• _What you are asked to do_
Exact copy, pictures excluded: reproduce every record below.
*** Opening Input material ***
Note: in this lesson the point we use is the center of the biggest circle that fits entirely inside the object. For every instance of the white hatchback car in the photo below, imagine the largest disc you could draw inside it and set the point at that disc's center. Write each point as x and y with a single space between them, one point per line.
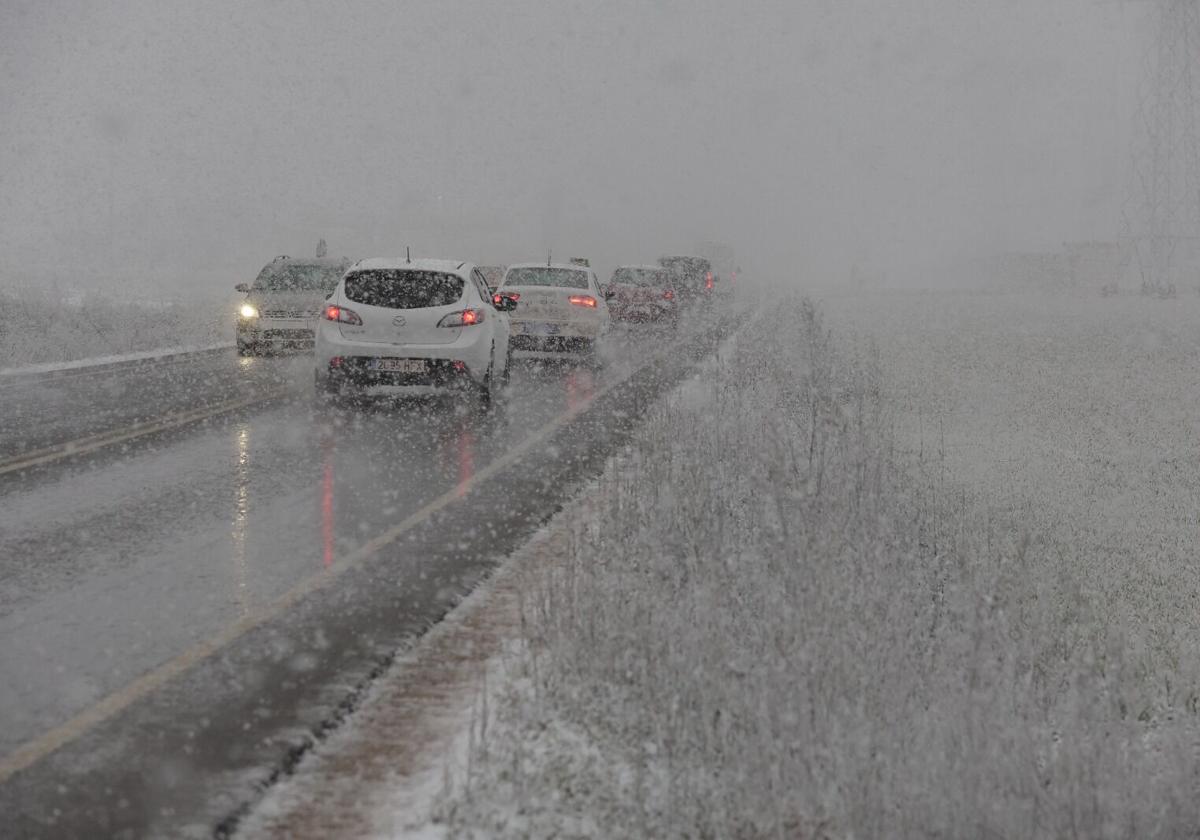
426 323
558 310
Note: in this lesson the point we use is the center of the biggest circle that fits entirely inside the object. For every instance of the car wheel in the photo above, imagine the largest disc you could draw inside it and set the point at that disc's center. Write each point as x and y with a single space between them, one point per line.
508 369
485 394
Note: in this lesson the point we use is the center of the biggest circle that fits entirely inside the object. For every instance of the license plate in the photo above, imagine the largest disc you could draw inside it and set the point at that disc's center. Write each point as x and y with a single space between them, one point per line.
399 365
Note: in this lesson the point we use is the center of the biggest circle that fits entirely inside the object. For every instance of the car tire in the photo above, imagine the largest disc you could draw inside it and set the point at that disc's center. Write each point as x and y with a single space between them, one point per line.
508 367
485 393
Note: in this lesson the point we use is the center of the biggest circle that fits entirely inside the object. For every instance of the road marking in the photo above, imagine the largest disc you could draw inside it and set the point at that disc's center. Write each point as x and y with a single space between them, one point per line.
33 751
93 442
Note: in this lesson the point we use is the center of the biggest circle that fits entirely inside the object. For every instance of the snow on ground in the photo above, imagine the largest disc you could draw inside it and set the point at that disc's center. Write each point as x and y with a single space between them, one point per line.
77 364
43 325
928 574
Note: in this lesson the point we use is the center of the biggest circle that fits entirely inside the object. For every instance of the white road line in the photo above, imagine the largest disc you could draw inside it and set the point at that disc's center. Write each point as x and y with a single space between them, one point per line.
93 442
51 741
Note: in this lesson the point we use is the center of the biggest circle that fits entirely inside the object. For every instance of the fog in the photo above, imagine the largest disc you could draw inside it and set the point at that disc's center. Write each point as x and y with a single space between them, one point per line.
186 144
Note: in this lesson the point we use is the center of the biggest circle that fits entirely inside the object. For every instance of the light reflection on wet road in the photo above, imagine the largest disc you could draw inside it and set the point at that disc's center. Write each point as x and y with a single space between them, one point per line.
114 565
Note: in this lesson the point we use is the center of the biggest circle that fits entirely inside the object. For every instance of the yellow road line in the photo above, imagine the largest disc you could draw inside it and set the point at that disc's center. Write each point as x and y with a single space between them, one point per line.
47 743
93 442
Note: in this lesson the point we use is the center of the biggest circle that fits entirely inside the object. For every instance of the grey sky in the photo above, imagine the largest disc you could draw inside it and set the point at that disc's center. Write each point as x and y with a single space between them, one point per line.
196 141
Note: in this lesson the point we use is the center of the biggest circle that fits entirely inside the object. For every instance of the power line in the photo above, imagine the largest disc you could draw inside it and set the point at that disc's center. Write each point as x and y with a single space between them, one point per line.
1163 216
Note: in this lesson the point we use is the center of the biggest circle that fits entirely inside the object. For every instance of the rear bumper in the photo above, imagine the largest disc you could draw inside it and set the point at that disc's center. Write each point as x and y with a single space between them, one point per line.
336 357
355 371
642 312
552 346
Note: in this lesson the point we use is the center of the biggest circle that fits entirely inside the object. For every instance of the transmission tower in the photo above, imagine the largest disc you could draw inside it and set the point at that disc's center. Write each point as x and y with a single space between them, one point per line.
1163 217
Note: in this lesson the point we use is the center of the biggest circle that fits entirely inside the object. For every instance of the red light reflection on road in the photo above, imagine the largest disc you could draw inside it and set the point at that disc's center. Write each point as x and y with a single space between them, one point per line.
580 388
466 444
327 501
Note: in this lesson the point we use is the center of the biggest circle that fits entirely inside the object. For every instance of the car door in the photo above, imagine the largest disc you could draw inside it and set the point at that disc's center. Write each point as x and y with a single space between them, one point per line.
601 303
502 328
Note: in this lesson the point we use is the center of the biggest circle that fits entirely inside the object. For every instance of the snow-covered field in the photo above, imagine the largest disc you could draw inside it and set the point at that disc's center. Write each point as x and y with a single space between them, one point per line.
51 324
930 573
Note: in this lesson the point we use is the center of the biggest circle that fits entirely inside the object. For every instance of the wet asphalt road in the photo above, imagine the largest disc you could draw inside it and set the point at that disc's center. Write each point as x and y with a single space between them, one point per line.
147 659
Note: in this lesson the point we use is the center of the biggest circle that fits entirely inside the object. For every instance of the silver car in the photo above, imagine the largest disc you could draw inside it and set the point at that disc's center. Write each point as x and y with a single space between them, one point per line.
282 305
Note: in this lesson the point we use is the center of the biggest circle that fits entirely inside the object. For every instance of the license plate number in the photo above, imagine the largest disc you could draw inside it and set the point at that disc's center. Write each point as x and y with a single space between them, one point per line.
399 365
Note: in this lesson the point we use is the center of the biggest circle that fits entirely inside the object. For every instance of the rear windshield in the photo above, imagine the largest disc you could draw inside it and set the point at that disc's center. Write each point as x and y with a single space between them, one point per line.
298 277
651 277
402 288
687 269
547 276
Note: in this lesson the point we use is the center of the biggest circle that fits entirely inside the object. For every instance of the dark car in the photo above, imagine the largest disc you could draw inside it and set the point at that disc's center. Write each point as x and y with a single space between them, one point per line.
691 277
642 293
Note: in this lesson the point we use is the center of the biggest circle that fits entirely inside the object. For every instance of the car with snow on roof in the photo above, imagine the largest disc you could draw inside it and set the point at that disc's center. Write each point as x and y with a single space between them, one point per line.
283 303
559 311
413 325
643 293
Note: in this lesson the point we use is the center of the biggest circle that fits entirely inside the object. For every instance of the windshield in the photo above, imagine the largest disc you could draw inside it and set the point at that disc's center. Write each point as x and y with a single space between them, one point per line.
298 277
403 288
645 277
539 275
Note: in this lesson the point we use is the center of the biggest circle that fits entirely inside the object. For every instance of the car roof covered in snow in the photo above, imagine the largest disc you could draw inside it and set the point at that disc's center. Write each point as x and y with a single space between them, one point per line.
455 267
565 267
*** Closing Input material ***
• _Task result_
Note: in this lesson the point we use is the center of the biggest circle that fits entirely inside the object. For every instance of the white hatchback car in the photo below, imagine the largest disc you could draw inside it and set the point at that disc's center. Write each point as x and y with a single space between them, one point per line.
426 323
558 310
Note: in this lesson the point we use is the center of the biggest circle that fits entirely inside the object. For every instance of the car wheel in the photo above, imagine the largest disc you could draw inside it and set the point at that disc's center. Write each point as x and y with a single space between them, one point per line.
508 369
485 394
Note: in this lesson the point we use is the center of the biggest circle that fits entirely inside the object. For every instance of the license plate in the photo above, imagine the largest disc you could draw inside it and set the point at that disc's center. Write each point as x and y with a single space between them, one point per line.
399 365
Note: in this lesson the point we use is the center of the biggest circle that fits entirely inside the object. For every instance of the car tire in the photo above, imagine the largest disc you could draw inside it and set the point at that disc's center. Write each point as x and y with a single space between them, one point per line.
508 367
485 393
Note: in this lesson the point we use is the center of the biggest circle that fits entirely inside the object. For every instance of the road marking in the photo above, imagine the largest disc you could draw inside it and set the point at that disc's center. Write each point as x and y with a single space between them, one point per line.
33 751
93 442
Note: in this lesson the point we use is the center of the biggest circle that fits entirely inside the object. For every instance of the snow on ground in the photo above, imagine the largest disc you could draw inside it and set the point at that disc's center. Write each point as x and y with a single space between them, one point per line.
77 364
43 325
928 574
Note: in this lesson the point we use is the center of the biggest circle that fits entirely inside the object. For every instance of the white road line in the photo above, imagine the largest disc you could draw inside it and set the point at that disc's center. Write each point as x and y with a single space between them, one point per line.
93 442
51 741
Note: in this lesson the point we use is the center of the biggest circle that fits entirely inside the object. For every instance of the fog in the photo above, imagine the largest disc you could draw inside it and set the point at that disc's center. Write each point as x and y with a single space between them, one point per line.
186 144
Note: in this lesson the point we use is the center of the biggest circle that fits entirely inside the object. For every instance of the light reflection on wet road in the photo above, imagine the largest disc you could draw inside it and set the point at that disc's center. Write each point as x and y with a single space between them, one point per line.
114 565
Note: in this lesson the point we use is the center of the biggest circle that fits entirely inside the object. For every instance of the yellow road line in the photo above, imagine the largest disc you could draw inside it and set the point at that disc's center. Write each point as x and y with a single space between them, one point per line.
47 743
93 442
Note: in this lesson the point we use is the center of the biggest circle that fits entirely inside the object. For every instance of the grey sky in the photo above, imagine the largest disc you could draw inside it and set the point at that disc's center. Write each point as x and y with a single space between them, one point per line.
196 141
Note: in this lesson the point we use is the center of the biggest circle that fits entirely inside the object. For every instance of the power line in the photo above, imagine the largest disc you could draw inside it and set the point at that disc's center. Write each point as x and y with a single space between them, one point per line.
1163 216
Note: in this lesson the point we use is the center of the biggest circle that fits entirely inside the object. For every instance of the rear bumper in the photo above, imagine the largest disc you could draw inside it and set the point at that disc's center. Write each point as x and y with a single space between them, one point per line.
336 357
355 371
642 312
552 346
Note: in this lesson the point we use is the center of the biggest circle that fits entirely inside the object. For every instance of the transmission tower in the photo above, imagine the largest disc you could draw inside it and set the point at that disc's center. Write each point as x and y with a single space between them, one point per line.
1163 217
Note: in this lesson the point we use is the center of the biggest circle that fits entirely inside the object. For every instance of the red light reflection on road in the photo above, imagine the largest disc you could draw inside it and set the point at that disc's center. Write each point as x and y with a single space between them, one point per line.
580 388
466 444
327 501
Note: in this lesson the point we use is the center of the biggest circle that fits entirely inside the object. For every instance of the car door in the photo above, imagine the largest disc you could draw inside it and set the point at that disc's center. Write each point as x and y with a single space between them, one point per line.
601 303
502 328
Note: in this lesson the point we use is the center of the biggest circle that fits entirely inside the object. For every instance of the snow-covered field in the photo above, imagine the largest disc you could draw inside it and set the point at that disc's center. Write each point as x and y with a single space between them, one point per line.
51 324
930 573
Note: in this lesson the point we use is the center of the biggest circle that fits entirely inside the object. For every instance of the wet asphalt road in the photo above, imagine the largest disc you could draw inside it and set the point at that disc's center. Write each point as x and y with a single space between them, one point per line.
147 659
Note: in this lesson the point we use is the center of the biggest circle that fits entirely inside the object. For every instance of the silver car in the photo above, imagine the largest disc you could draw inside it and set the point at that disc's center. Write each point as x and y with a single space between them, one point per line.
282 305
Note: in this lesson the point we use is the center of the biggest circle that fits entirely inside the object. For every instance of the license plate number in the photo above, imagine the largest disc you could draw inside it and set the point at that disc's center. Write each point as x and y with a single space between them, one point per line.
399 365
Note: in this lesson the point we use is the center of the biggest circle that fits entirely inside the object. For every instance of the rear windshield in the photo above, imagine the largest disc you could draw inside it and set the point at that disc's center. Write each point as x and y with a single space between them, one point per line.
298 277
651 277
402 288
687 269
547 276
Note: in this lesson the point we use is the center of the biggest circle that fits entirely inside the object. For every instance of the dark car in the photo above, imagine the largest disc you could draw inside it and set the point at that disc's center. Write each point as x and y with a single space between them, one point per line.
691 277
642 293
Note: in this lesson the point we use is the center of the biggest circle that fits entirely inside the object. For every instance of the car with snow on roof in the photo above, imagine the largest disc you could draw inside it and set the point at that disc's center. Write each point as x and y with a single space between them, one point per line.
283 303
559 311
413 325
643 293
Note: in this lesson the point we use is the center of the biggest circle that fits entirely inside the object. For every instance of the windshield in the photo above, imagine the largest disc you could draw inside it and set the point at that disc's center. Write each point as x and y with a single space between them, one point per line.
298 277
403 288
645 277
539 275
Note: in this lesson the point we use is the center of the biggest circle that fits entirely inside the object. For every instance of the car roof covered in snow in the photo above, imagine the largest disc you could draw inside it and set the point at that disc's center. Write each point as x and y with a single space between them, one point per line.
455 267
565 267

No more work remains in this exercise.